WHAT THE TASK ASKS.
How many lines of the material below contain the string "blonde"? Case counts. Reply with the number alone.
## BEGIN
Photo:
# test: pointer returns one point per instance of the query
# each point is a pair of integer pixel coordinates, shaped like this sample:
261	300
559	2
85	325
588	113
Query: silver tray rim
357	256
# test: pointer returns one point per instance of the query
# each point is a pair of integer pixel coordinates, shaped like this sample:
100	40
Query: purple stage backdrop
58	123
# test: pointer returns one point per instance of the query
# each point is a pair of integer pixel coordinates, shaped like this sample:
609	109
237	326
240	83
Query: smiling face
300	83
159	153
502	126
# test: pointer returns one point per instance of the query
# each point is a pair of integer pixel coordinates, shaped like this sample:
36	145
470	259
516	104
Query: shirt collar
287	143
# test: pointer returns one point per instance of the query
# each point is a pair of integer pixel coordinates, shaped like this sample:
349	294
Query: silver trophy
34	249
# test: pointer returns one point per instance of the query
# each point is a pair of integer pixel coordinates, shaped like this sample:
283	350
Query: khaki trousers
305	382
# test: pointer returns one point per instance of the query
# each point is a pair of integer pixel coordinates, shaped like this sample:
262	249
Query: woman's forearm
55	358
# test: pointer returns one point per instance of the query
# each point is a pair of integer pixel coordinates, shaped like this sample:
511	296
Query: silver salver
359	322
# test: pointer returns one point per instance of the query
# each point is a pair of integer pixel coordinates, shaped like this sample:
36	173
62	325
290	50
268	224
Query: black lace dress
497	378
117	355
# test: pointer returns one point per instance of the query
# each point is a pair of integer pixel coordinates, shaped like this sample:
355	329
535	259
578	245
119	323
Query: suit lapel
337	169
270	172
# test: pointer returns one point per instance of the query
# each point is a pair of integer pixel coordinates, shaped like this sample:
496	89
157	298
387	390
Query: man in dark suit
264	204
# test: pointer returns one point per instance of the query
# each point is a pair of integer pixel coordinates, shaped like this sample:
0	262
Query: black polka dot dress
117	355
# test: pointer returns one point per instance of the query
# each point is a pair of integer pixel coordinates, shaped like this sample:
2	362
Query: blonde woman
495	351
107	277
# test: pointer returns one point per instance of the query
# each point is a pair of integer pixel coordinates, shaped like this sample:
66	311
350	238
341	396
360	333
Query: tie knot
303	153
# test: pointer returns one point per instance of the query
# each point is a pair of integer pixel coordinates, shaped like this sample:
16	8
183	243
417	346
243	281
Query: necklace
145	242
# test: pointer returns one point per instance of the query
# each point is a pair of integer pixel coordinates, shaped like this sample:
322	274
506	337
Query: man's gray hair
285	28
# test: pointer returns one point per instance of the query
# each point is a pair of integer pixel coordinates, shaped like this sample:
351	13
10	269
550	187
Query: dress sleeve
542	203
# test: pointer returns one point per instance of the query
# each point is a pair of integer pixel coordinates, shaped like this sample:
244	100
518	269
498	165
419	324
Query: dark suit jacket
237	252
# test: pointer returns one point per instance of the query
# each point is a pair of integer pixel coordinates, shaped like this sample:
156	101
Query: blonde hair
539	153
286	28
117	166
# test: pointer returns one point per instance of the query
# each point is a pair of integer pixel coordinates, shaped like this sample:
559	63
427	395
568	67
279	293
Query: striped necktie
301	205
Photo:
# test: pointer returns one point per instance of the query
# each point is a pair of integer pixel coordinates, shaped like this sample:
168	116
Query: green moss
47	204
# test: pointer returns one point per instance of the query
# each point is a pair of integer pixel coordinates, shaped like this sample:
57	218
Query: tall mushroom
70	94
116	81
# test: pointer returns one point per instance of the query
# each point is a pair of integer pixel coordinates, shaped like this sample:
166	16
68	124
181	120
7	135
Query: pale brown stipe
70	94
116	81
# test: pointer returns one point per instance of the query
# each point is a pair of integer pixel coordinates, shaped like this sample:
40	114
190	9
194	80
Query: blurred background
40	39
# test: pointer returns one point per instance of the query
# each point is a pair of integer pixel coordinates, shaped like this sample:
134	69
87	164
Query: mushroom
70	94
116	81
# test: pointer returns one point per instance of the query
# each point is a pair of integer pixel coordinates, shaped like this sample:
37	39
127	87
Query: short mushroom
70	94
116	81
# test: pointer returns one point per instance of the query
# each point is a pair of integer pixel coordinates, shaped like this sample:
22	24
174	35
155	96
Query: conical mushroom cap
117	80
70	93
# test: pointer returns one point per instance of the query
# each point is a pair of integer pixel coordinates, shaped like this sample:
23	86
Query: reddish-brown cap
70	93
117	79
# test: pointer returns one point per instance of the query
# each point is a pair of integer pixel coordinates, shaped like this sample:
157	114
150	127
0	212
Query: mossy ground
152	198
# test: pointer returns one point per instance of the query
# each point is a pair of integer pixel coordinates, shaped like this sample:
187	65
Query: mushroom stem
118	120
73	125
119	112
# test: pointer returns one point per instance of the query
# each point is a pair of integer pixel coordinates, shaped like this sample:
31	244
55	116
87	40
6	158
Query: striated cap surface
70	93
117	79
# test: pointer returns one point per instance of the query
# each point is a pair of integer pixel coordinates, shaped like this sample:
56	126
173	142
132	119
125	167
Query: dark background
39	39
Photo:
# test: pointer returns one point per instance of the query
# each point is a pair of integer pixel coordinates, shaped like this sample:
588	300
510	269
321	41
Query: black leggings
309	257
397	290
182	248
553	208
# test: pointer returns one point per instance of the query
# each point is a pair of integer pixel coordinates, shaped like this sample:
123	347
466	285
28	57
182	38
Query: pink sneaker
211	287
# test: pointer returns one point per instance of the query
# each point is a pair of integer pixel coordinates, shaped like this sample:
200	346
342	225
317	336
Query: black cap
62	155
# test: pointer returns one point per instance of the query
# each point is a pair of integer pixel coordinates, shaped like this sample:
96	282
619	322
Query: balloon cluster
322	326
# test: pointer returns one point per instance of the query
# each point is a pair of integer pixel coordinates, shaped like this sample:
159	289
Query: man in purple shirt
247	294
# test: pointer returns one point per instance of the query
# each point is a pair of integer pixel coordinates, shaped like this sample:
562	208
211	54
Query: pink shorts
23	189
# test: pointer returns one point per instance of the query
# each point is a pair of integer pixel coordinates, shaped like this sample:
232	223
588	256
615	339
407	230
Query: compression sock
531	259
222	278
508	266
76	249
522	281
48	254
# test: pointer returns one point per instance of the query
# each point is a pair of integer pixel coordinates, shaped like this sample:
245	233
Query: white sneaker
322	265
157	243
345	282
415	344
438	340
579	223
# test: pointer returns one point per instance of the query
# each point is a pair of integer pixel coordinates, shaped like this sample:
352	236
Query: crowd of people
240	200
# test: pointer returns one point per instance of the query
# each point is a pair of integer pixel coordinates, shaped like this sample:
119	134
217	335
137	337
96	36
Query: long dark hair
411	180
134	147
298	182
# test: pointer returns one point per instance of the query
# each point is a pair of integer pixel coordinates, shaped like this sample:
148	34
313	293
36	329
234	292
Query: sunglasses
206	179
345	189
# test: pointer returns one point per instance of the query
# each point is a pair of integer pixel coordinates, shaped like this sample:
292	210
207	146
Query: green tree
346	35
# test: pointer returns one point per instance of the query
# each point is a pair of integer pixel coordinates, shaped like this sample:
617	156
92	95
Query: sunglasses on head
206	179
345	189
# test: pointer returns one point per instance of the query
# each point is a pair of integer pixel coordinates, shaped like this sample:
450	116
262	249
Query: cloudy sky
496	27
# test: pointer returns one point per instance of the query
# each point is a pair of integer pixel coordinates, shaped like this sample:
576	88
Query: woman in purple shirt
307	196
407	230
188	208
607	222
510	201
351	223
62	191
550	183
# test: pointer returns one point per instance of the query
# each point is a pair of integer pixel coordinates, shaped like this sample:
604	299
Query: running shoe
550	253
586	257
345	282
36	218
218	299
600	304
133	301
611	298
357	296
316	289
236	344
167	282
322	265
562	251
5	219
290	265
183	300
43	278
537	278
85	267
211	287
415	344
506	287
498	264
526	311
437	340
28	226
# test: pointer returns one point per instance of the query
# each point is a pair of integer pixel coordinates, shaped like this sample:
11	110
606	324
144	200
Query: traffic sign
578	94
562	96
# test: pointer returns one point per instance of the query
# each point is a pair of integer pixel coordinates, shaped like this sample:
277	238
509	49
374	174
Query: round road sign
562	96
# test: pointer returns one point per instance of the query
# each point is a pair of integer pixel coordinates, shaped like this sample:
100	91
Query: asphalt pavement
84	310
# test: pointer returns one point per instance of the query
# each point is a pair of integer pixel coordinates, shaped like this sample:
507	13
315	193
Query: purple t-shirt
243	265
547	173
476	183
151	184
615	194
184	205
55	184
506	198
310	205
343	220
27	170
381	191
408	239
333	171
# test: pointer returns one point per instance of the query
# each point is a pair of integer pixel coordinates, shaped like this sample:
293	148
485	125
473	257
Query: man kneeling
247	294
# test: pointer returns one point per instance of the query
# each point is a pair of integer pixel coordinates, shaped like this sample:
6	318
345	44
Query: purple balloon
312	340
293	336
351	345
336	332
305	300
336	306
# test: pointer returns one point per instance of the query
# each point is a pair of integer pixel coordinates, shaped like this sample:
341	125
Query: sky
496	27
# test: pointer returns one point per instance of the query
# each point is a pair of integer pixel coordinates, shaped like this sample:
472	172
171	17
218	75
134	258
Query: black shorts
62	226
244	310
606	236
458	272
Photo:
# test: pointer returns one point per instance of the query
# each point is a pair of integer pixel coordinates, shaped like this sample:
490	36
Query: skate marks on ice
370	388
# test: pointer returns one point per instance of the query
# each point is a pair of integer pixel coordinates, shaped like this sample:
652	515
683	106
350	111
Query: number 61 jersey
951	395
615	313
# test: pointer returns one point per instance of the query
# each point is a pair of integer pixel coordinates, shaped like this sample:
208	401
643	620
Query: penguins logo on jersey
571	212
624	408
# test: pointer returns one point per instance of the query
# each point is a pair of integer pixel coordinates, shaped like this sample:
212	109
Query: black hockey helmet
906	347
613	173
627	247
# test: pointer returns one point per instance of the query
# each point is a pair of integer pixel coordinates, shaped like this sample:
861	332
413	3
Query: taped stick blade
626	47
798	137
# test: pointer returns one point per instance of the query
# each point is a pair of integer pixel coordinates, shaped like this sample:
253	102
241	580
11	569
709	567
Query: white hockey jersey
## END
PROBLEM SOLUTION.
2